- [Your instructions] Everything in the listing beneath must be transcribed exactly.

The input Block Start

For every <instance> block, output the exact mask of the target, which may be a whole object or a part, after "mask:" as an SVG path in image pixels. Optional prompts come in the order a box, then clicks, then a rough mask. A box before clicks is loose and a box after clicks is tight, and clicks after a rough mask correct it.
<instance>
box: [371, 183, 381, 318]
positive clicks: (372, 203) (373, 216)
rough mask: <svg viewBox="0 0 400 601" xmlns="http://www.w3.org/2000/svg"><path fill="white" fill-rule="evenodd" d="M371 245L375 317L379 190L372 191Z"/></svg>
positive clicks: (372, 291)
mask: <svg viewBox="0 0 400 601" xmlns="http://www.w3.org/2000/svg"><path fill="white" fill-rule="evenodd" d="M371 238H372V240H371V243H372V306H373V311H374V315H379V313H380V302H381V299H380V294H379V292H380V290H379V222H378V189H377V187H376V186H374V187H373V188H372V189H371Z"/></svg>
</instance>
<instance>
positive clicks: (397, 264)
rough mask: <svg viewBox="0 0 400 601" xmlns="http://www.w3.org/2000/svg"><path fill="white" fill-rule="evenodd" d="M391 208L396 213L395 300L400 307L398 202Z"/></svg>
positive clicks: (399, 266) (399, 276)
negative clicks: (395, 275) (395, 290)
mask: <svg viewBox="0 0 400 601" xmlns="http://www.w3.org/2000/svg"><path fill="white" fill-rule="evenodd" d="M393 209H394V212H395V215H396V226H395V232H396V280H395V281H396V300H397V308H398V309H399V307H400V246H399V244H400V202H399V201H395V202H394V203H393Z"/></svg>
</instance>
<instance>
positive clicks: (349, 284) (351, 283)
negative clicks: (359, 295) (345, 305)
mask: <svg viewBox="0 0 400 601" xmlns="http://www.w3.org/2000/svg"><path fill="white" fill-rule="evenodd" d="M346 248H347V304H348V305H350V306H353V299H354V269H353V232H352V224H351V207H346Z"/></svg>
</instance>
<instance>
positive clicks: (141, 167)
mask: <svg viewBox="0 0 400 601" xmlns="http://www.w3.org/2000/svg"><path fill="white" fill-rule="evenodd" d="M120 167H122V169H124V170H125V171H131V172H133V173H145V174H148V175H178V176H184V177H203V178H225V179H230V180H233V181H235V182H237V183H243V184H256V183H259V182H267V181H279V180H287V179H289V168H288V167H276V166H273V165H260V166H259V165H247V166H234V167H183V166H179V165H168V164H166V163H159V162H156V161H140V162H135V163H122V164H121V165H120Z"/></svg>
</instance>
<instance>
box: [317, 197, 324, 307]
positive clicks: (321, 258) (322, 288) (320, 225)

The input Block End

- [Result for this task]
For every <instance> block, output the exact mask of the target, which may be a whole object or a part, after "mask:" as an SVG path in image pixels. Optional prompts come in the order a box, then clicks, then a rough mask. A box before clicks is loose and a box after clicks is tight, and clicks after a rough mask correct it.
<instance>
box: [371, 183, 381, 318]
positive clicks: (372, 203) (373, 216)
rough mask: <svg viewBox="0 0 400 601" xmlns="http://www.w3.org/2000/svg"><path fill="white" fill-rule="evenodd" d="M371 245L375 317L379 190L372 191Z"/></svg>
positive clicks: (372, 291)
mask: <svg viewBox="0 0 400 601" xmlns="http://www.w3.org/2000/svg"><path fill="white" fill-rule="evenodd" d="M371 238H372V240H371V243H372V306H373V311H374V315H379V313H380V302H381V299H380V294H379V292H380V290H379V222H378V189H377V187H376V186H374V187H373V188H372V189H371Z"/></svg>
</instance>
<instance>
positive clicks: (397, 264)
rough mask: <svg viewBox="0 0 400 601" xmlns="http://www.w3.org/2000/svg"><path fill="white" fill-rule="evenodd" d="M391 208L396 213L395 300L400 307L398 202Z"/></svg>
positive clicks: (399, 266) (399, 276)
negative clicks: (395, 275) (395, 290)
mask: <svg viewBox="0 0 400 601" xmlns="http://www.w3.org/2000/svg"><path fill="white" fill-rule="evenodd" d="M393 209H394V212H395V215H396V226H395V232H396V280H395V281H396V300H397V308H398V309H399V307H400V246H399V244H400V202H399V201H395V202H394V203H393Z"/></svg>
</instance>
<instance>
positive clicks: (349, 284) (351, 283)
negative clicks: (359, 295) (345, 305)
mask: <svg viewBox="0 0 400 601" xmlns="http://www.w3.org/2000/svg"><path fill="white" fill-rule="evenodd" d="M346 248H347V304H348V305H350V306H353V299H354V269H353V232H352V224H351V207H346Z"/></svg>
</instance>
<instance>
positive clicks: (141, 167)
mask: <svg viewBox="0 0 400 601" xmlns="http://www.w3.org/2000/svg"><path fill="white" fill-rule="evenodd" d="M120 167H122V169H124V170H125V171H131V172H133V173H145V174H148V175H178V176H184V177H203V178H225V179H230V180H233V181H235V182H237V183H243V184H256V183H259V182H267V181H279V180H287V179H289V168H288V167H276V166H273V165H260V166H259V165H247V166H234V167H183V166H179V165H168V164H166V163H159V162H156V161H140V162H135V163H122V164H121V165H120Z"/></svg>
</instance>
<instance>
box: [317, 197, 324, 307]
positive clicks: (321, 258) (322, 288) (320, 225)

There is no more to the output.